> [RECORD LIST]:
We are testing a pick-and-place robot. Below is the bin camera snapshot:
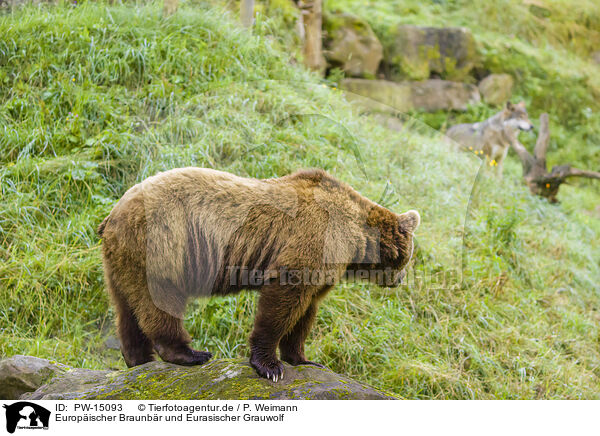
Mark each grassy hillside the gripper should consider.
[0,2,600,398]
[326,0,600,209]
...
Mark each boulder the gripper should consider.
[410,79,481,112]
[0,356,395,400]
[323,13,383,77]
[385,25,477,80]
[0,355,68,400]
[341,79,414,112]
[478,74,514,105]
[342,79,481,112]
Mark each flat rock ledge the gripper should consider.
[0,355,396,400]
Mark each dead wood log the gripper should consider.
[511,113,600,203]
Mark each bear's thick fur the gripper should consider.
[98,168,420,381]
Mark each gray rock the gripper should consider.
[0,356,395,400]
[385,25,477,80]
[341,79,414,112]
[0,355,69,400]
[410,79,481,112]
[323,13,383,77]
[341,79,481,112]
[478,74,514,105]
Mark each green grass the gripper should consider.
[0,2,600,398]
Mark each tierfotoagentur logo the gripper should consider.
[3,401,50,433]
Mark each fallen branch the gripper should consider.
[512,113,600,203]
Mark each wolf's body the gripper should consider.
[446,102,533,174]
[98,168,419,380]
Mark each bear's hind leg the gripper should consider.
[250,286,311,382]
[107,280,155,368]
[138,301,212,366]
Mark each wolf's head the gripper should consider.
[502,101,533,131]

> [EXERCISE]:
Rewrite everything from the line containing "Mark each boulder" down to the line containing "[502,101,533,131]", putting "suction cup" wherever "gripper" appears and leaving every other part of those lines unchanged.

> [RESULT]:
Mark each boulder the suction cup should consider.
[410,79,481,112]
[0,356,395,400]
[323,13,383,77]
[385,25,477,80]
[0,355,68,400]
[341,79,414,112]
[478,74,514,105]
[342,79,481,112]
Mark each flat rock ledge the suction cup should consider.
[0,355,396,400]
Mark each dead wood log the suction cup should consider.
[511,113,600,203]
Mark each bear's thick fur the suction cup should consider.
[98,168,420,381]
Mark each gray rock the suction cup should consider.
[0,356,395,400]
[385,25,477,80]
[341,79,414,112]
[0,355,69,400]
[410,79,481,112]
[323,13,383,77]
[341,79,481,112]
[478,74,514,105]
Mark each green grass the suction cup should consider.
[0,2,600,398]
Mark each tierfotoagentur logo the suction cup should consider.
[3,401,50,433]
Mark each fallen branch the suction cup should consider.
[512,113,600,203]
Mark each wolf's body the suction cup should consider.
[446,102,533,174]
[98,168,419,380]
Mark each bear's hind leg the suction cup should consider.
[250,286,311,382]
[107,280,155,368]
[138,301,212,366]
Mark each wolf's head the suction cup should consider.
[502,101,533,131]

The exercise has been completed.